** START Selected excerpt **
Scheduled Archiving

Using Cron

To schedule regular archiving you can use any task scheduler like cron, at, sytsemd, etc.

ArchiveBox ignores links that are imported multiple times (keeping the earliest version that it’s seen). This means you can add cron jobs that regularly poll the same file or URL for new links, adding only new ones as necessary.

For some example configs, see the etc/cron.d and etc/supervisord folders.

Examples

Example: Import Firefox browser history every 24 hours

This example exports your browser history and archives it once a day:

Create /opt/ArchiveBox/bin/firefox_custom.sh:

#!/bin/bash

cd /opt/ArchiveBox
./bin/archivebox-export-browser-history --firefox ./output/sources/firefox_history.json
archivebox add < ./output/sources/firefox_history.json  >> /var/log/ArchiveBox.log

Then create a new file /etc/cron.d/ArchiveBox-Firefox to tell cron to run your script every 24 hours:

0 24 * * * www-data /opt/ArchiveBox/bin/firefox_custom.sh

Example: Import an RSS feed from Pocket every 12 hours

This example imports your Pocket bookmark feed and archives any new links once a day:

First, set your Pocket RSS feed to “public” under https://getpocket.com/privacy_controls.

Create /opt/ArchiveBox/bin/pocket_custom.sh:

#!/bin/bash

cd /opt/ArchiveBox
curl https://getpocket.com/users/yourusernamegoeshere/feed/all | archivebox add  >> /var/log/ArchiveBox.log

Then create a new file /etc/cron.d/ArchiveBox-Pocket to tell cron to run your script every 12 hours:

0 12 * * * www-data /opt/ArchiveBox/bin/pocket_custom.sh
** END Selected excerpt **
** START Data supplied **
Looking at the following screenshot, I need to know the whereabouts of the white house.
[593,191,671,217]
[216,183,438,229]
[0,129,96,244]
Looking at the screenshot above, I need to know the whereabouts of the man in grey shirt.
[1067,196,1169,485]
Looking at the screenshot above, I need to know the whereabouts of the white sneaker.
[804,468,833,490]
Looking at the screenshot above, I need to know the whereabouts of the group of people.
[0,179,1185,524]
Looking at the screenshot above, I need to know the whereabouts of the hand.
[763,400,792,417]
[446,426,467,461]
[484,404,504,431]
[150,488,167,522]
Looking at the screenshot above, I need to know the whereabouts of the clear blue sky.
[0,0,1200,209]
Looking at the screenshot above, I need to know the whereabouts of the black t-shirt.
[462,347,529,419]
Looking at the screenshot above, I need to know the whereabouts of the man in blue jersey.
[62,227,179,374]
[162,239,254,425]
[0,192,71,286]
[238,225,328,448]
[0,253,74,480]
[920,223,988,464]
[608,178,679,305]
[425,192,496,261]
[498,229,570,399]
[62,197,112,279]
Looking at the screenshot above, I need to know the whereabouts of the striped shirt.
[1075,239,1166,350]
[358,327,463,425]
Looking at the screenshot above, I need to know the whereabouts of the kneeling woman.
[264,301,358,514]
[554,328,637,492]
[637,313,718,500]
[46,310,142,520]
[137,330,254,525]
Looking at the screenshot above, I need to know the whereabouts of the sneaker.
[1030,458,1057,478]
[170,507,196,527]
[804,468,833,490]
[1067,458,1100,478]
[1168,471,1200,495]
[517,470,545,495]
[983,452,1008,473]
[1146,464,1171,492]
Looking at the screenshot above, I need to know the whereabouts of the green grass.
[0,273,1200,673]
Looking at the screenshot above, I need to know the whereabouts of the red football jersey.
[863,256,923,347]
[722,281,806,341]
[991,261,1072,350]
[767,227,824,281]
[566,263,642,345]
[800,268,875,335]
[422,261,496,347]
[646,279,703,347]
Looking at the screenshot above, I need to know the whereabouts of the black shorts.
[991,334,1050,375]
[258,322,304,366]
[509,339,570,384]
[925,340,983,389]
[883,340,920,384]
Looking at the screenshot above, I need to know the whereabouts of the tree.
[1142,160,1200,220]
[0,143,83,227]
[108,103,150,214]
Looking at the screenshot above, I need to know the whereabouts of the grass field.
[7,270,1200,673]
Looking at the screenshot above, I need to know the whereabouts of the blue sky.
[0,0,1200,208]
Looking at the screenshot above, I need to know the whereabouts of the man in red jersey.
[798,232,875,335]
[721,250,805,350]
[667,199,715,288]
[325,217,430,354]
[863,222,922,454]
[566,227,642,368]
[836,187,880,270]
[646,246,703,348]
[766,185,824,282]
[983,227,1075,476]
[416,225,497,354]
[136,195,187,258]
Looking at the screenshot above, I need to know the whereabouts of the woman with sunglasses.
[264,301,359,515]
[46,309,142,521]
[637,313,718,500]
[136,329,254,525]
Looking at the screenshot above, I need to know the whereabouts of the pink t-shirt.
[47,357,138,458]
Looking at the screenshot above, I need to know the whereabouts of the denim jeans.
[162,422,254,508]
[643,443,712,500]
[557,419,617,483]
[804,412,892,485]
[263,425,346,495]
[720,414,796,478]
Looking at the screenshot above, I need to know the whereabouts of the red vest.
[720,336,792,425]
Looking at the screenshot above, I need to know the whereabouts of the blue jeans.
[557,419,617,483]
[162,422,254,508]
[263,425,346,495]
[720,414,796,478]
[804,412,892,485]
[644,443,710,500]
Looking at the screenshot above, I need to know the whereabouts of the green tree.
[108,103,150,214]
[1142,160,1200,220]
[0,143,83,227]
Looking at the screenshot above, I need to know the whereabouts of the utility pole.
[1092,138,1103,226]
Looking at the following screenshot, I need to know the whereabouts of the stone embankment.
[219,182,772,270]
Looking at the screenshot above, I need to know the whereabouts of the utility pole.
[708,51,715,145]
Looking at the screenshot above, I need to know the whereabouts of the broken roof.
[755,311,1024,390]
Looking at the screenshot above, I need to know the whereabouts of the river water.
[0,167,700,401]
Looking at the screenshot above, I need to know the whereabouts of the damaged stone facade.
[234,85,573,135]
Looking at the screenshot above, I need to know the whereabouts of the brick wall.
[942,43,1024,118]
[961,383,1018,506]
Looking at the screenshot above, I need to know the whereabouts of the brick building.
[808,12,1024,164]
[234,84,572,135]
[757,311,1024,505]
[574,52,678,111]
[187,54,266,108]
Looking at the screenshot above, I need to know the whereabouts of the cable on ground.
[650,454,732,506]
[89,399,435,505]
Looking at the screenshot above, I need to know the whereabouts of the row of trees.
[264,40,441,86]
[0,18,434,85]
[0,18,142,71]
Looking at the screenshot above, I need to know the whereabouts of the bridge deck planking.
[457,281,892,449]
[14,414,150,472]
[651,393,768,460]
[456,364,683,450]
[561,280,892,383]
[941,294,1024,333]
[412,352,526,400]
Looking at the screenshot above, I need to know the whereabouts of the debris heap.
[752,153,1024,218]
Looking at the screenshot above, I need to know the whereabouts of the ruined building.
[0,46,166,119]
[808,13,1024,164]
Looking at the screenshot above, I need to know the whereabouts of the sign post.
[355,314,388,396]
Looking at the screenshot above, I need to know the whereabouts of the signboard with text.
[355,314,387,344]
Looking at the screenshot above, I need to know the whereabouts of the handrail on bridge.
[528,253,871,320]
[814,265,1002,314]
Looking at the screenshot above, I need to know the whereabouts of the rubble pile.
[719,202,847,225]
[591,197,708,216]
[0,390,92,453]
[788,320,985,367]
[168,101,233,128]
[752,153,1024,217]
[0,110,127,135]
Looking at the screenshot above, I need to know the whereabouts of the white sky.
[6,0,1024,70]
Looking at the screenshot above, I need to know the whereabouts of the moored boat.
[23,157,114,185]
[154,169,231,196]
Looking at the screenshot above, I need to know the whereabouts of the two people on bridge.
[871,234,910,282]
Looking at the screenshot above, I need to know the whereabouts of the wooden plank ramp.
** END Data supplied **
[Exercise prompt]:
Quote the passage of the scheduled archiving text between "To schedule regular" and "and etc/supervisord folders.", inclusive. These records were drawn from a separate source and are unrelated to the text on scheduled archiving.

[Final answer]:
To schedule regular archiving you can use any task scheduler like cron, at, sytsemd, etc.

ArchiveBox ignores links that are imported multiple times (keeping the earliest version that it’s seen). This means you can add cron jobs that regularly poll the same file or URL for new links, adding only new ones as necessary.

For some example configs, see the etc/cron.d and etc/supervisord folders.